Aim.
Switch "dome" to "cupola" in everything from the line containing "# target: blue and white dome" down to the line containing "M 215 52 L 217" of the listing, leaving all else unchanged. Reproduce only those lines, and leave the pictures out.

Records from an annotation dataset.

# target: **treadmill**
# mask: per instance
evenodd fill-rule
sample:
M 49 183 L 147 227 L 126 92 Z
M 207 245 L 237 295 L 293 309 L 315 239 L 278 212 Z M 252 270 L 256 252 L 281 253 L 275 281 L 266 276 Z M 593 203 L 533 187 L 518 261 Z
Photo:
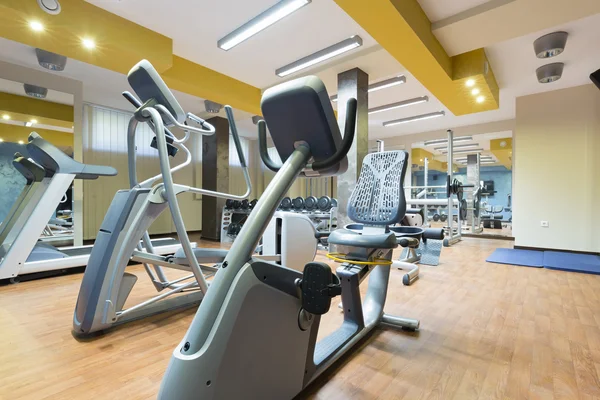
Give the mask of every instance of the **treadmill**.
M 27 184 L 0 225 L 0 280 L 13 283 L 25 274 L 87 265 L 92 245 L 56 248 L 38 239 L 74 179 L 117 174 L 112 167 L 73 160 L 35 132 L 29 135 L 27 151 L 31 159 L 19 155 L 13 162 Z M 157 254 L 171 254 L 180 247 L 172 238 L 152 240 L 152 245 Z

--

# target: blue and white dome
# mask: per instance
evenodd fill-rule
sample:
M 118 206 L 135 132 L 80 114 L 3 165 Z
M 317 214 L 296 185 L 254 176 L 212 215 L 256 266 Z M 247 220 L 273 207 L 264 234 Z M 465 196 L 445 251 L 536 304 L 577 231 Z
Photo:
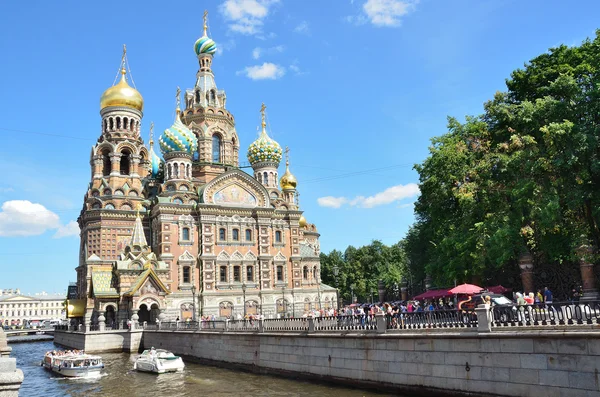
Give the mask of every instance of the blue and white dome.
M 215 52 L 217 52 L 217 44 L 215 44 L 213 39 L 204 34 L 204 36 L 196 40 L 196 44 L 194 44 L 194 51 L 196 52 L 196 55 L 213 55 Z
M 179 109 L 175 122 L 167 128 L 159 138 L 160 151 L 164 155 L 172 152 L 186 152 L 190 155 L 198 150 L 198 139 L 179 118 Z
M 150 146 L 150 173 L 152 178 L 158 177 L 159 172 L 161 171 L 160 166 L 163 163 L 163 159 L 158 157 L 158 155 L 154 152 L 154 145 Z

The solution.
# target: blue and white cupola
# mask: per instance
evenodd fill-rule
sample:
M 118 206 L 135 132 L 80 114 L 3 165 Z
M 317 214 L 296 185 L 254 176 L 212 215 L 256 266 Z M 247 220 L 273 207 L 264 234 Z M 465 196 L 445 251 L 536 304 L 577 231 Z
Photo:
Give the mask of every instance of the blue and white cupola.
M 215 52 L 217 52 L 217 44 L 215 44 L 213 39 L 204 34 L 204 36 L 196 40 L 196 44 L 194 44 L 194 51 L 196 52 L 196 55 L 213 55 Z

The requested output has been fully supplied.